*** Provided records Section Begins ***

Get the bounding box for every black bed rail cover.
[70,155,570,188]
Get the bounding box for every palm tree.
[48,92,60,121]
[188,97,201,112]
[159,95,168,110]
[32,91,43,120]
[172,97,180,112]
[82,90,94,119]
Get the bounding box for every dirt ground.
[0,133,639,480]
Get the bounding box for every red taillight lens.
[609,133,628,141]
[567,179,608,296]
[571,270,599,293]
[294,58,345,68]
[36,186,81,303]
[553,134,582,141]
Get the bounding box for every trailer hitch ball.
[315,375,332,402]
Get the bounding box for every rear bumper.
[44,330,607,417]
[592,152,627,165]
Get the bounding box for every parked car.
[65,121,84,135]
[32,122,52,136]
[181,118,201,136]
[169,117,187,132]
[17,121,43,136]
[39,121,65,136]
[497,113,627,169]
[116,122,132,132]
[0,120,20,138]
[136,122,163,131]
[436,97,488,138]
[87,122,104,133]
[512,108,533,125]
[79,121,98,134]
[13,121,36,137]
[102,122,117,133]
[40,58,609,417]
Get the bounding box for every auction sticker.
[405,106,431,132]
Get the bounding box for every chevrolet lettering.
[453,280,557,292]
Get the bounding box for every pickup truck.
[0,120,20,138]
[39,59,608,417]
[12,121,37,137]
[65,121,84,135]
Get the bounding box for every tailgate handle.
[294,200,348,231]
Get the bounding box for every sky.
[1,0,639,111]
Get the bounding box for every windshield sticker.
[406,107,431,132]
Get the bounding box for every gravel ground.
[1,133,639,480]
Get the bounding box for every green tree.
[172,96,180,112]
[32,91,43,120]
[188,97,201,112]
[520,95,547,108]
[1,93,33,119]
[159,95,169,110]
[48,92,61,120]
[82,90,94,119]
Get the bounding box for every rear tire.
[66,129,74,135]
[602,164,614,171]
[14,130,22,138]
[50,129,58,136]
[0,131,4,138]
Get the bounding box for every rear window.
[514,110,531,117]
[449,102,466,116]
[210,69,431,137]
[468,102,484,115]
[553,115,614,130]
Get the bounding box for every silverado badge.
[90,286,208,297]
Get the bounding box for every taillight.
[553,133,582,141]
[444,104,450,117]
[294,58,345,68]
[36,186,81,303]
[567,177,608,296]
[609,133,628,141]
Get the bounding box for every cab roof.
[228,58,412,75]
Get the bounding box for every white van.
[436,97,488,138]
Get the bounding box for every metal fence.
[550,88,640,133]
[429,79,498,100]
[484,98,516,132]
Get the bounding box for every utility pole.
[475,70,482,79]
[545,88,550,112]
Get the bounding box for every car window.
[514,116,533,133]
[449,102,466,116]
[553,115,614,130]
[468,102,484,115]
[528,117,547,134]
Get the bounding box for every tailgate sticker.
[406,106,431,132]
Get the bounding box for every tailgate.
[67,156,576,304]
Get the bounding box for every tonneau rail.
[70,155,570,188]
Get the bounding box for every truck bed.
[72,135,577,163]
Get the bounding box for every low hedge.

*** Provided records Section Ends ***

> [Your objective] This task calls for an exact reproduction of the lines that start at the one containing "Get the bounding box for every metal fence." and continue to the end of the entries above.

> [Answer to this task]
Get the bounding box for every metal fence.
[550,88,640,133]
[429,79,498,100]
[484,98,516,132]
Get the bounding box for every utility pole.
[475,70,482,79]
[545,88,550,112]
Get the bounding box for every car window.
[514,116,533,133]
[449,102,466,116]
[553,115,614,130]
[468,102,484,115]
[528,117,547,134]
Get the bounding box for every tailgate sticker.
[406,106,431,132]
Get the bounding box for every tailgate.
[67,156,576,304]
Get the bounding box for every tonneau rail.
[70,155,570,188]
Get the bounding box for every truck bed.
[72,135,577,163]
Get the bounding box for every low hedge.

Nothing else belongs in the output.